Supplied passage:
☆ ☆ ☆ ☆ ☆ ☆ ☆
Solved: Aliasing problem when passing the private components of a base type to its child

fedor_R_ · ‎01-02-2016

From what I gather, it's best to avoid any kind of aliasing in Fortran. What would be a proper way of implementing the following?

Say, I have two derived types: base_t and child_t, each one defined in its own separate module. child_t extends base_t (I want to model is-a relationship). base_t is an abstract type and has a deferred procedure, which it calls at some point. The child type must provide a definition for this procedure. The problem is that this procedure is supposed to change a private attribute of the base type which is not accessible to the child (add new coordinates to the coordinates array). I was going to pass it as an argument to this deferred procedure, but after reading the thread on aliasing and derived types (https://software.intel.com/en-us/forums/intel-fortran-compiler-for-linux-and-mac-os-x/topic/597073) it seems like a bad idea. I originally posted this question there, but following FortranFan's comment I moved it to a separate thread. Next paragraph is my response to the comment.

The consumer is not supposed to be able to add new coordinates. Take a look at the simplified example I added below (tried to make it as short as possible). Generally, I'm trying to avoid a setter procedure, because it would be public, and would be accessible to anyone, which contradicts encapsulation principles.

Here's what a consumer is expected to do.

real, dimension(:), allocatable :: f
class(base_t), allocatable :: b

allocate(child_t::b)
! call b%init with some arguments.
! do some other work
call b%compute_differential_operator(f)

And here's a base_t's module.
☆ ☆ ☆ ☆ ☆ ☆ ☆
Part of a data file:
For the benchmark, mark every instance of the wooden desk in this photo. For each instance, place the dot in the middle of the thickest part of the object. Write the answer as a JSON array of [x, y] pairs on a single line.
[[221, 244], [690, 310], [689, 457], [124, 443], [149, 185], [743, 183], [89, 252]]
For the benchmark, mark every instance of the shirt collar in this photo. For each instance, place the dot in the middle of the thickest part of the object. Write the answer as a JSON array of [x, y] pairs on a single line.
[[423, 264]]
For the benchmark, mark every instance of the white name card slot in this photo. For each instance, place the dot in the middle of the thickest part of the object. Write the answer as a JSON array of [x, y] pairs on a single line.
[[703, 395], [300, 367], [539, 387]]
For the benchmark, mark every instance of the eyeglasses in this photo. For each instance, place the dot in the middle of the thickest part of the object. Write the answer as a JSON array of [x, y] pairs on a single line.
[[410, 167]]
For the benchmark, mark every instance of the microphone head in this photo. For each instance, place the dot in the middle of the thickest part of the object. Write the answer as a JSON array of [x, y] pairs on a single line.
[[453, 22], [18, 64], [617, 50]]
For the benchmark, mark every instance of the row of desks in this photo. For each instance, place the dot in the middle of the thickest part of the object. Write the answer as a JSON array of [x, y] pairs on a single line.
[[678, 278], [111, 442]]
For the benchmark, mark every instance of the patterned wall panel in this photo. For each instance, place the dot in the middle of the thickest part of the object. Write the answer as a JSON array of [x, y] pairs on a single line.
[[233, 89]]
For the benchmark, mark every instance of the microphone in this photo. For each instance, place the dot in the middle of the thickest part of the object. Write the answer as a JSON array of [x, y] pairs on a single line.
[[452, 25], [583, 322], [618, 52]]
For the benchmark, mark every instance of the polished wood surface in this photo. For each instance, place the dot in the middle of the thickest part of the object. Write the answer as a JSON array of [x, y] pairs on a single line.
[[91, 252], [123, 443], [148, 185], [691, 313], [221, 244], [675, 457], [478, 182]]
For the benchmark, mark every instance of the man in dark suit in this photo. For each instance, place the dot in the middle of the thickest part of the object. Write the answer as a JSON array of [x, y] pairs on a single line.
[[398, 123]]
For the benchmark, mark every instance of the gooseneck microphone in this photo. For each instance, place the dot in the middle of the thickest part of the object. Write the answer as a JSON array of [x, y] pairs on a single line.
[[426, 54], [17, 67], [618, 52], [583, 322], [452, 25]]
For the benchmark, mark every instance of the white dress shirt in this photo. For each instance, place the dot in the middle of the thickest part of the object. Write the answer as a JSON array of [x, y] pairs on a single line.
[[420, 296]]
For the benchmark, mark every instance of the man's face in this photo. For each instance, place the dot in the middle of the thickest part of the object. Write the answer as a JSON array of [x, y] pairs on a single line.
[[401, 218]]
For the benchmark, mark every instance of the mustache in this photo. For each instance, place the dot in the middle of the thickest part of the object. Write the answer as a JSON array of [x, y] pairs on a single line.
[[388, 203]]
☆ ☆ ☆ ☆ ☆ ☆ ☆
Exercise objective:
In the Fortran aliasing thread, copy each line of the consumer's code snippet that is not a comment.

Reply:
real, dimension(:), allocatable :: f
class(base_t), allocatable :: b
allocate(child_t::b)
call b%compute_differential_operator(f)